• Text block:
= Beginning of Section =
Bayer has provided more details about its recently-halted late-stage trial of its colorectal cancer drug regorafenib which shows that it improved overall survival by 29%.
In October, the Phase III CORRECT trial, which involved 760 patients with metastatic colorectal cancer was topped early so that all participants would be offered treatment with regorafenib, an oral multi-kinase inhibitor. Now the German group says that people on the drug lived a median 6.4 months longer, compared with five months for those on placebo.
The CORRECT trial also met two secondary efficacy endpoints, namely significant improvements in progression-free survival and in the disease control rate. Bayer plans to submit regorafenib for approval in metastatic colorectal cancer in 2012 and the drug is also in trials to evaluate its potential to treat patients with various tumour types.
= End of Section =
• Available data:
= Beginning of Section =
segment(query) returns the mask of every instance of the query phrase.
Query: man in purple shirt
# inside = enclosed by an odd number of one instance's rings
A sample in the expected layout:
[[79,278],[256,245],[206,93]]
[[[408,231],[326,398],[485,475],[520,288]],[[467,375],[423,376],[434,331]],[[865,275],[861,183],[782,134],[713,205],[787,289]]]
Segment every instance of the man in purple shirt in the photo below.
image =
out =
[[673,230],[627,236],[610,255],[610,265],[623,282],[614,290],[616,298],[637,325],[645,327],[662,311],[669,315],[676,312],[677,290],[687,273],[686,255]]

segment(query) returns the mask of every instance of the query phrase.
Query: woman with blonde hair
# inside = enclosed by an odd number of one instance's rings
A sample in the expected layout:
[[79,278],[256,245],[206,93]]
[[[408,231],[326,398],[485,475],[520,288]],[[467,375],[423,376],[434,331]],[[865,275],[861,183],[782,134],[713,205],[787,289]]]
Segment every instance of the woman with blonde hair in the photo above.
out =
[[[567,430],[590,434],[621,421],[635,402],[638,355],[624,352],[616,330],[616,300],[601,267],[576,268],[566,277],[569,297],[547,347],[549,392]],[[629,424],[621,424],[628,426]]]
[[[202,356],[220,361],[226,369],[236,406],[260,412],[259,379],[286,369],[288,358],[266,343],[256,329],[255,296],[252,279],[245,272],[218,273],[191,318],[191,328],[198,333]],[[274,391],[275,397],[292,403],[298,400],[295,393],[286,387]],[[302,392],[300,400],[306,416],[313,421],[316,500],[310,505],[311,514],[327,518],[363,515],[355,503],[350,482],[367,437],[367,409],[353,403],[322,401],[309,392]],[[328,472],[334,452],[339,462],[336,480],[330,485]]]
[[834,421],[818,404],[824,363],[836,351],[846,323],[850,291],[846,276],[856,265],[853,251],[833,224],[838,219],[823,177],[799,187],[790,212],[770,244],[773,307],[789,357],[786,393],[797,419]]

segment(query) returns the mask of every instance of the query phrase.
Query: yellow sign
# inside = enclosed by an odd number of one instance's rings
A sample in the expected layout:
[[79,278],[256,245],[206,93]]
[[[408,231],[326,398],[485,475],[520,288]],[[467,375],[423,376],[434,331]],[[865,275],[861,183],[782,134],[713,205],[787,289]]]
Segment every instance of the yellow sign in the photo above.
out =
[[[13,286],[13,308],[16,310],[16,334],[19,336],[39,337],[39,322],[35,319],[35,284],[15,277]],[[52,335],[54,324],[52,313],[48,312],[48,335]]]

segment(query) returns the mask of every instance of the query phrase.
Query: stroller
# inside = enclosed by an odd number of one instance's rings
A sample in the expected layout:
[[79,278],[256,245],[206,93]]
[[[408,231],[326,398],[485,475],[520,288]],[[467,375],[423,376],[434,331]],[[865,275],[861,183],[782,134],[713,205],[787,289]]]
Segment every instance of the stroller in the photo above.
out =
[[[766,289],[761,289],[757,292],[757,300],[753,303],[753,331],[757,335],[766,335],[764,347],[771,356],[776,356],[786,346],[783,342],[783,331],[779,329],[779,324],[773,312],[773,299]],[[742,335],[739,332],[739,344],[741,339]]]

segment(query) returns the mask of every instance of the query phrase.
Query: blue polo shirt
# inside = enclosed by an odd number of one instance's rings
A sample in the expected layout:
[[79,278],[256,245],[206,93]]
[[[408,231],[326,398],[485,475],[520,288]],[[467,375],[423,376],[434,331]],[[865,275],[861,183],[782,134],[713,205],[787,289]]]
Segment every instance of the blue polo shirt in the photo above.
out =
= End of Section =
• Parts of the exercise:
[1] List every measure that the regorafenib news item says the CORRECT trial improved.
[2] Repeat word for word the part of the regorafenib news item from "Bayer has provided" up to and including "those on placebo.".
The listing has nothing to do with the regorafenib news item.

• Replies:
[1]
- overall survival
- progression-free survival
- disease control rate

[2]
Bayer has provided more details about its recently-halted late-stage trial of its colorectal cancer drug regorafenib which shows that it improved overall survival by 29%.
In October, the Phase III CORRECT trial, which involved 760 patients with metastatic colorectal cancer was topped early so that all participants would be offered treatment with regorafenib, an oral multi-kinase inhibitor. Now the German group says that people on the drug lived a median 6.4 months longer, compared with five months for those on placebo.